# Task brief:
The full set of entries below should be transcribed exactly.

-=-=-

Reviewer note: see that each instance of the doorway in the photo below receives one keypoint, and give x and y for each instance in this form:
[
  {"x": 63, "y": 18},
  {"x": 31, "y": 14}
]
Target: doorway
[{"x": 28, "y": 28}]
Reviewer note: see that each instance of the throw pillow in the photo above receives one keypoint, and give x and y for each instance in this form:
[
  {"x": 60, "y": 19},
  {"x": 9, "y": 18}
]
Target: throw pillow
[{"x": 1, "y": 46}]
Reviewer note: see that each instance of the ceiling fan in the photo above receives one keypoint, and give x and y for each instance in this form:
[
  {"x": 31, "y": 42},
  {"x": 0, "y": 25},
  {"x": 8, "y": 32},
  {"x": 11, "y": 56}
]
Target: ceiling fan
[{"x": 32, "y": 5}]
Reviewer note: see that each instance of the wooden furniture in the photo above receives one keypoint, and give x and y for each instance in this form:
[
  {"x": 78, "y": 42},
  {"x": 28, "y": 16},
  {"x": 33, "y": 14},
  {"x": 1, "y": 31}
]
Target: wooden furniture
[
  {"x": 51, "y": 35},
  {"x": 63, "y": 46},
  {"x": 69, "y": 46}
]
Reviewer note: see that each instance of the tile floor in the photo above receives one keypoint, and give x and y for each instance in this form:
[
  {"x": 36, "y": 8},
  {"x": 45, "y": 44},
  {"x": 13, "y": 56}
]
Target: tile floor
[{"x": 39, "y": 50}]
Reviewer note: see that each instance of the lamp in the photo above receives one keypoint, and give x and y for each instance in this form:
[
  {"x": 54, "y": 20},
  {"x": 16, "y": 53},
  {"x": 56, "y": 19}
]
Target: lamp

-=-=-

# Output of the task:
Reviewer note: see that each instance of the doorway in the photo below receives one keypoint, and give x and y for each instance in this form:
[
  {"x": 63, "y": 18},
  {"x": 31, "y": 14}
]
Target: doorway
[{"x": 28, "y": 28}]
Reviewer note: see that each instance of the throw pillow in the photo above receives one keypoint, and give x and y for each instance in this form:
[
  {"x": 60, "y": 19},
  {"x": 9, "y": 18}
]
Target: throw pillow
[{"x": 1, "y": 46}]
Reviewer note: see that each instance of the ceiling fan in the photo above receives one keypoint, and give x and y for each instance in this form:
[
  {"x": 31, "y": 42},
  {"x": 0, "y": 25},
  {"x": 8, "y": 32},
  {"x": 11, "y": 56}
]
Target: ceiling fan
[{"x": 32, "y": 5}]
Reviewer note: see that each instance of the wooden furniture in the photo above receives one keypoint, and give x and y for each instance in this form:
[
  {"x": 78, "y": 42},
  {"x": 28, "y": 16},
  {"x": 33, "y": 14},
  {"x": 1, "y": 31}
]
Target: wooden furniture
[
  {"x": 51, "y": 35},
  {"x": 63, "y": 46},
  {"x": 69, "y": 46}
]
Reviewer note: see that each instance of the tile floor in the photo above receives one keypoint, and give x and y for each instance in this form:
[
  {"x": 36, "y": 8},
  {"x": 45, "y": 44},
  {"x": 13, "y": 56}
]
Target: tile floor
[{"x": 39, "y": 50}]
Reviewer note: see that each instance of the lamp in the photo above receives one keypoint, and give x and y for each instance in this form:
[
  {"x": 54, "y": 20},
  {"x": 16, "y": 53},
  {"x": 56, "y": 19}
]
Target: lamp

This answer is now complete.